--- SHORT EXERCISE 1 ---
Which place names appear in the text headed "Learning To Dance"? List every one.

Learning To Dance
In 2011, Julie and I traveled to Nepal with my two girls Hillary, 10 and Noel, 18. This was not a vacation.
The village of Chyamrangbensi is very hard to get to. It can be hard to find on a map. (Ask google maps!) We trekked to the village after spending time with the families in Pachkhal where we toured the incredible organic maize fields and gardens. These exist thanks to the hard work of our partner Eco Organic Nepal.
After a long drive through treacherous mountain dirt roads we hiked hours down the mountainside into a deep valley. We were there during the monsoon season. There were leeches, brooks that turned into ranging rivers, and landslides. Two days earlier, a young boy died in a landslide. The rural families here are no strangers to hardship or disasters.
We arrived to rain and the sound of music. While there, we stayed with one of the families. We slept on simple wood boards and ate food cooked over open fire.
Family, culture, and community mean everything to the women we work with. To be hosted and embraced by this community allowed us to experience this without it having to be explained.

[Stored items from a collection]

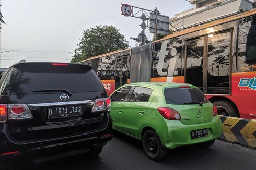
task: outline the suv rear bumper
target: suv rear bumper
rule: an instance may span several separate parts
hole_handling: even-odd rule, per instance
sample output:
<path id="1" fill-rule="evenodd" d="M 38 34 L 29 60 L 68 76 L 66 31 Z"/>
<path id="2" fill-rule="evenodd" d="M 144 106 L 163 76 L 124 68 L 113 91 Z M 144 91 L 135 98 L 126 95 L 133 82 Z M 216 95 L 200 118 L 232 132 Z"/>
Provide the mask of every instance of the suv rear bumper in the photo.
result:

---

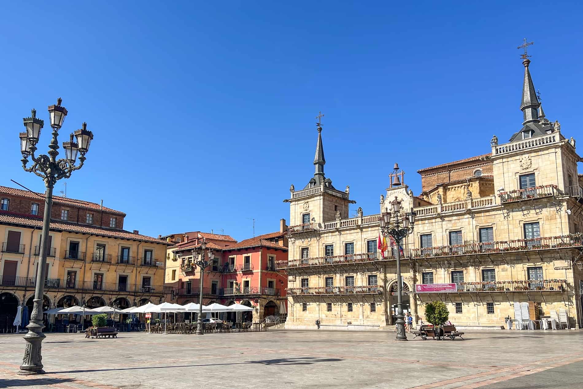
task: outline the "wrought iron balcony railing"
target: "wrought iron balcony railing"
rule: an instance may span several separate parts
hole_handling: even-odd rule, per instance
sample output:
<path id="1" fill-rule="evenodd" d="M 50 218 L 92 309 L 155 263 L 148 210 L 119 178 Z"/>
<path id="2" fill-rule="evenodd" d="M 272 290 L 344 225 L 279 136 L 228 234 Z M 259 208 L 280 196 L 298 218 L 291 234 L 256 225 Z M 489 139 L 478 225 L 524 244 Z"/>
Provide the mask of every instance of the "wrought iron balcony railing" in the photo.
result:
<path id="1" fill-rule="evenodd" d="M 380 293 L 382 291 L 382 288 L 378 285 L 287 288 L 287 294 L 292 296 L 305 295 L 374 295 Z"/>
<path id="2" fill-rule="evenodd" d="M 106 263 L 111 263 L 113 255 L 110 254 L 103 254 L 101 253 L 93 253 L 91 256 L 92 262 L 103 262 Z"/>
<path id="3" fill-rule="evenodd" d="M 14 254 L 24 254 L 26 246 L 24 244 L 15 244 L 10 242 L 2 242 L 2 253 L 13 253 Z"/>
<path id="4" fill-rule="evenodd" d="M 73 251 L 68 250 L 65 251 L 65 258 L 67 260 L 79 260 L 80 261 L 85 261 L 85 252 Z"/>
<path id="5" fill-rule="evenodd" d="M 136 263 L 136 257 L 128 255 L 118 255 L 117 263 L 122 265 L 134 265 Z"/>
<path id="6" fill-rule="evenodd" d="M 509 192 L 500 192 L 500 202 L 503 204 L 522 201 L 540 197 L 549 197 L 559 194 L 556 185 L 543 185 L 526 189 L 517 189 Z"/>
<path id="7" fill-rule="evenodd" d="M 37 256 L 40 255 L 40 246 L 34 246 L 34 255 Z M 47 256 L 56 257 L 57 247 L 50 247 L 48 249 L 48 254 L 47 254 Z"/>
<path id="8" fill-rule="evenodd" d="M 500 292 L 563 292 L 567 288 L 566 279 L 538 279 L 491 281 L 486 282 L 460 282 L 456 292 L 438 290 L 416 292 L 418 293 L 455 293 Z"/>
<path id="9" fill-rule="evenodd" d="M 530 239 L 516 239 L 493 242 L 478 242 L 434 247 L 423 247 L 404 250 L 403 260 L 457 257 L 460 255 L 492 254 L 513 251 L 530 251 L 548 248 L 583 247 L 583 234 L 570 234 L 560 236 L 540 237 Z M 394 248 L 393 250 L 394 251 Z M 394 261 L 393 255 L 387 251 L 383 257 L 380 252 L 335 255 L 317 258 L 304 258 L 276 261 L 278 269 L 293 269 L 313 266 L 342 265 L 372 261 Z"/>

* * *

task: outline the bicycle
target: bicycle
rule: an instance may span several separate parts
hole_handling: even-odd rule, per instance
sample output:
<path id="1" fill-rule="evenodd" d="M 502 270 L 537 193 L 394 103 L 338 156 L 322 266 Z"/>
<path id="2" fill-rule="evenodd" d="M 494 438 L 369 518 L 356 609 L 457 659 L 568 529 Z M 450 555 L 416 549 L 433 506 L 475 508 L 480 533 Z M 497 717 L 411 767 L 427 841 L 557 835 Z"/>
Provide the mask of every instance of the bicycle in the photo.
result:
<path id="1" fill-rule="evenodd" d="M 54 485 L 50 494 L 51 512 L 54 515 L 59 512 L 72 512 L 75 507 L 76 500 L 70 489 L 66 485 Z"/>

--- SHORT EXERCISE 2 ---
In the listing, copy the part that opens with the line containing "task: outline the suv rear bumper" and closes with the line containing "38 34 L 29 60", including both of those lines.

--- TASK RESULT 1 ---
Nepal, Chyamrangbensi, Pachkhal

--- TASK RESULT 2 ---
task: outline the suv rear bumper
target: suv rear bumper
rule: an instance may span several separate parts
hole_handling: even-odd rule, per instance
sample output:
<path id="1" fill-rule="evenodd" d="M 38 34 L 29 60 L 68 76 L 66 31 Z"/>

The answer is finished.